__What is needed__.
Select every line in the items below that contains the word "building", and copy each one in full.

__Task input__.
## BEGIN
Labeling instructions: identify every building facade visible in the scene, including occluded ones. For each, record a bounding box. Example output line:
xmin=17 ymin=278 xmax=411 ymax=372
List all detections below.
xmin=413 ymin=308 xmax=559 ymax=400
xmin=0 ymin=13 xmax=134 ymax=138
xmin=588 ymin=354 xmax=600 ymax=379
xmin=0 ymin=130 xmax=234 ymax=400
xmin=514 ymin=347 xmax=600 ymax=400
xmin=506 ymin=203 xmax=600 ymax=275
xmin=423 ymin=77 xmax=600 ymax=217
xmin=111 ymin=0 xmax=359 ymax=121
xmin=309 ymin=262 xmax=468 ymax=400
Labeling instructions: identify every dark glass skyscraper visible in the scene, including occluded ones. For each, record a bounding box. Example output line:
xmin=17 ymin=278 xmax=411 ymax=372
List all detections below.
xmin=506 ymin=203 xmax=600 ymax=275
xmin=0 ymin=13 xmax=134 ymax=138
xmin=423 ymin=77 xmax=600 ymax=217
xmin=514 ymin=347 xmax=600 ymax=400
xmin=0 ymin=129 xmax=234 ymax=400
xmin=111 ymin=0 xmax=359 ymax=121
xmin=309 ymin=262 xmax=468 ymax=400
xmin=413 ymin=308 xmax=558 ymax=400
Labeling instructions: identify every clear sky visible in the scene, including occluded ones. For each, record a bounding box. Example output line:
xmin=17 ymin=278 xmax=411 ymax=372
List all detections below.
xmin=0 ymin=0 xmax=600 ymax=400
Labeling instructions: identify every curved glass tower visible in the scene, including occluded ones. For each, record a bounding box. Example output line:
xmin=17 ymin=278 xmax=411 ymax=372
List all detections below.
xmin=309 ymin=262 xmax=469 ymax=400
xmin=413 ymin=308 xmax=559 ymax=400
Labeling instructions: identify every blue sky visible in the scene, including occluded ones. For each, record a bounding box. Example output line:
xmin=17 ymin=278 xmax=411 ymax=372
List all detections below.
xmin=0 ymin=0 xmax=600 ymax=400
## END
## BEGIN
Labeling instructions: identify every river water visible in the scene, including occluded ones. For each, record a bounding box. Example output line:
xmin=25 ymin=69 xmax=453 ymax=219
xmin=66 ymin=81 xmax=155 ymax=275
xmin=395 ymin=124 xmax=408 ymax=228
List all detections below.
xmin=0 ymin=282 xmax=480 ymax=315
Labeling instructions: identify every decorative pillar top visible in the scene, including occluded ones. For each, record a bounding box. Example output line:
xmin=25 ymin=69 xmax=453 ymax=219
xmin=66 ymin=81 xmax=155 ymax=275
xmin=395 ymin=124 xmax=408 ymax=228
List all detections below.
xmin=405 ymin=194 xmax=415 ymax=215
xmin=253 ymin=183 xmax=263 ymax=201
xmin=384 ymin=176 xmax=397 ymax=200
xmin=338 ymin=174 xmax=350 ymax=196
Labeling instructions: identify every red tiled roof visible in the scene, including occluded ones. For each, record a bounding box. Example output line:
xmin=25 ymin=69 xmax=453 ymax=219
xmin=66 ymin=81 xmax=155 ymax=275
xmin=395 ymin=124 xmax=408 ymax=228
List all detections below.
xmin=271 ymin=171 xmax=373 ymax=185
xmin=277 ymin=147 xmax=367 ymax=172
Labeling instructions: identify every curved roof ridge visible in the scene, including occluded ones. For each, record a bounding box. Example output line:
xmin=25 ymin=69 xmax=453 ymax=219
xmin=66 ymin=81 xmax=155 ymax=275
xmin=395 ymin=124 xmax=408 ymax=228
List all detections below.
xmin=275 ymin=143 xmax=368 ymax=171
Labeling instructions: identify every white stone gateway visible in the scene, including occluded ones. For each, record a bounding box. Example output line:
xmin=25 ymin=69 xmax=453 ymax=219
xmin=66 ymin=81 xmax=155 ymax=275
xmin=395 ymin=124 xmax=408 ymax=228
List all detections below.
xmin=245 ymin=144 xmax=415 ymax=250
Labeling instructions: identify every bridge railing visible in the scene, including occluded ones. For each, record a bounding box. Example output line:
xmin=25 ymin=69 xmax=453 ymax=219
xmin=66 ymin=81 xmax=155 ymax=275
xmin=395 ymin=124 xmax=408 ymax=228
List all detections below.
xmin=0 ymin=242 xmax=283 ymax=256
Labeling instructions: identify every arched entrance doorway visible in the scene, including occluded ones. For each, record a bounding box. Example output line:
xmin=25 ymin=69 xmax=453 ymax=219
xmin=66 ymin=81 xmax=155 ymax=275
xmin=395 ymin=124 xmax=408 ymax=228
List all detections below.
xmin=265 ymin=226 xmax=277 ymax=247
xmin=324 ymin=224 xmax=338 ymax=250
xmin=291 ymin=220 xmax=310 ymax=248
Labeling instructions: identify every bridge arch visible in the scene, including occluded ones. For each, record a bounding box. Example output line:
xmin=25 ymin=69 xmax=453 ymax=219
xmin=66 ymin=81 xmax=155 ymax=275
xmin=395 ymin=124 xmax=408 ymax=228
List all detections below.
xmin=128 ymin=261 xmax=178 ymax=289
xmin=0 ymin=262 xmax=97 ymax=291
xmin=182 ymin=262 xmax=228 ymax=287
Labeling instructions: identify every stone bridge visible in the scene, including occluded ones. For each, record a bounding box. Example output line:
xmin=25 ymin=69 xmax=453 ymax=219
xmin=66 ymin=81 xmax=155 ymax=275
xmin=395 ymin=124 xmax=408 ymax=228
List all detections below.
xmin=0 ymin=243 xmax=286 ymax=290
## END
__Result of this task__.
Labeling instructions: identify every building facade visible in the scene, including occluded ones. For each, record a bounding box. Example output line:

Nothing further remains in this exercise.